§ **Given text**
+--

Consumer Credit Counseling Service of Rochester
c/o Credit Education Bureau
1000 University Ave. Suite 900
Rochester, NY 14607
(585) 546-3440
www.cccsofrochester.org
www.crediteducationbureau.org
Debt Repayment Options –
In any given situation there can be a myriad of solutions available depending upon the circumstances and challenges presented. Do-it-yourself methods for paying off debts include:
Pay more than the minimum payment
Creditors will love you if you pay just the minimum payment on your credit card every month. The compounding interest on your balance will make them rich. TheCREDIT CARD ACTestablished new rules for lenders. Borrowers must be made aware of the length of time it will take to pay off debts given the terms of the loan. This information is included on every credit card statement. Review your monthly expenses and reduce them where you can. Create a budget that includes putting an extra amount of money in with your credit card payment every month. Make a commitment and stick to your plan!
Use the debt reversal pyramid – “Snowballing Payments”
The debt reversal pyramid is a method of paying off your debts faster than your current schedule. It can yield great results, but it only works if your payments are on time and you stop using the lines of credit that you are trying to repay. You must balance multiple payment schedules and it can be challenging. Make sure this is the right solution for you before you commit to it. Here is how it works:
· Review your monthly expenses and reduce them where you can. Create a budget that sets aside an extra amount of money every month to use to pay off your debts.

+--

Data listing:
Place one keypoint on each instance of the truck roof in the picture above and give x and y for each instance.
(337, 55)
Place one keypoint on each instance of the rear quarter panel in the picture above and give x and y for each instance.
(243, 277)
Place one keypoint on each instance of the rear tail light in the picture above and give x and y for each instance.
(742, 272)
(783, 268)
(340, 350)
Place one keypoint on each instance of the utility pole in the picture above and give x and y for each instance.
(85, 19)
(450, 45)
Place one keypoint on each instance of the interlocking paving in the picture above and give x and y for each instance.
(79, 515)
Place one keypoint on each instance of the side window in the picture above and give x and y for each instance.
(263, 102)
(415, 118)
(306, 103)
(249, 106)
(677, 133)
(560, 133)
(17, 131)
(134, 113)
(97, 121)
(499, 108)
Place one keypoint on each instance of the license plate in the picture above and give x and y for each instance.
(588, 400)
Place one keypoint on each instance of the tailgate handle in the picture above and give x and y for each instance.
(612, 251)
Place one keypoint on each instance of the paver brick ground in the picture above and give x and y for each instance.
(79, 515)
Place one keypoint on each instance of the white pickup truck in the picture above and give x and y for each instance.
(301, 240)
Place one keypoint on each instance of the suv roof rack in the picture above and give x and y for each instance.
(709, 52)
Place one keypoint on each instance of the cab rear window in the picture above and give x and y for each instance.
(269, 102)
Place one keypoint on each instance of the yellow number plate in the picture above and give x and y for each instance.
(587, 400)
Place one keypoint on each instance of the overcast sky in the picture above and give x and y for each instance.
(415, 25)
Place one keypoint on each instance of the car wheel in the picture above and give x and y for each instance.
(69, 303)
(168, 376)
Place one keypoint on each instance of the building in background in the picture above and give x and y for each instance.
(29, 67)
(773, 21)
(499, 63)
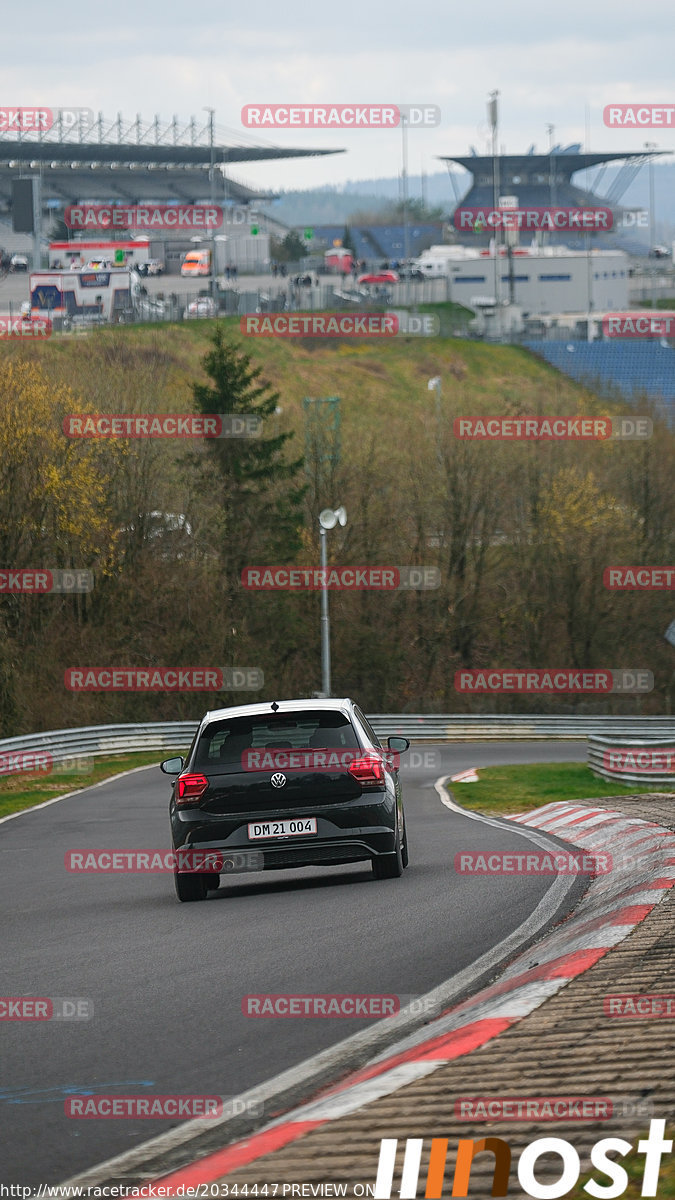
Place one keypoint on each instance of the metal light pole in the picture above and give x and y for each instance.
(327, 519)
(213, 199)
(436, 385)
(651, 145)
(494, 117)
(405, 199)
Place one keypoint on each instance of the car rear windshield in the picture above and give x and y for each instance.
(222, 743)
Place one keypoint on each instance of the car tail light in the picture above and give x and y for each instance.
(369, 769)
(190, 789)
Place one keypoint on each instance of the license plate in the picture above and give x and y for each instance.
(293, 827)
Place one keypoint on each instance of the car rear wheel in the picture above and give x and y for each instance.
(405, 846)
(192, 887)
(389, 867)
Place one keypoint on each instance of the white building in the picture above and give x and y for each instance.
(538, 280)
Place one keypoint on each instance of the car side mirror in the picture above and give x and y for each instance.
(399, 744)
(172, 766)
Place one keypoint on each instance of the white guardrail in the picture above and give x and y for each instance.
(633, 760)
(107, 739)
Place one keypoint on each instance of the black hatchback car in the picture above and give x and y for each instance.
(296, 783)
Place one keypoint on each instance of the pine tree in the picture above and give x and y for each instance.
(261, 498)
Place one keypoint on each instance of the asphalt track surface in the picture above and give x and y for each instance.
(167, 979)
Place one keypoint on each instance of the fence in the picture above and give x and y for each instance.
(109, 739)
(633, 760)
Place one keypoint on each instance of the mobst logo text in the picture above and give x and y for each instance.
(652, 1147)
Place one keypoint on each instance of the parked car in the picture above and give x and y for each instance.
(196, 262)
(203, 306)
(378, 277)
(296, 783)
(410, 271)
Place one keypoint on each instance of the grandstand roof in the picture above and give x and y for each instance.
(527, 165)
(135, 161)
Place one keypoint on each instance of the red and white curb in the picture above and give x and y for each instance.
(643, 871)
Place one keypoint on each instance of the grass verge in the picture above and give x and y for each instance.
(18, 792)
(506, 790)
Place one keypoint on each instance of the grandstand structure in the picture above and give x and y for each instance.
(384, 243)
(543, 180)
(99, 160)
(632, 369)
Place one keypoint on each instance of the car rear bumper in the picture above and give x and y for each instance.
(350, 833)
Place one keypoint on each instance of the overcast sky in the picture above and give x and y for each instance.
(551, 63)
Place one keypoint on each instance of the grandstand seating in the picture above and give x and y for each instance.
(633, 369)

+--

§ **Written problem 1**
In the debt repayment text, rewrite the paragraph beginning "The debt reversal pyramid is a method" as a short bulleted list that keeps its main facts.
§ **Written problem 2**
Gather every line of the rows that contains the word "side".
The credit counseling text and the rows come from separate, unrelated sources.

§ **Output 1**
- The debt reversal pyramid helps you pay off debts faster than your current schedule.
- It can give great results, but only if you make payments on time and stop using the credit lines you're repaying.
- It means juggling several payment schedules, which can be hard.
- Make sure it's the right solution for you before committing to it.

§ **Output 2**
Place one keypoint on each instance of the side window in the picture above and give x and y for each instance.
Place one keypoint on each instance of the car side mirror in the picture above and give x and y for each instance.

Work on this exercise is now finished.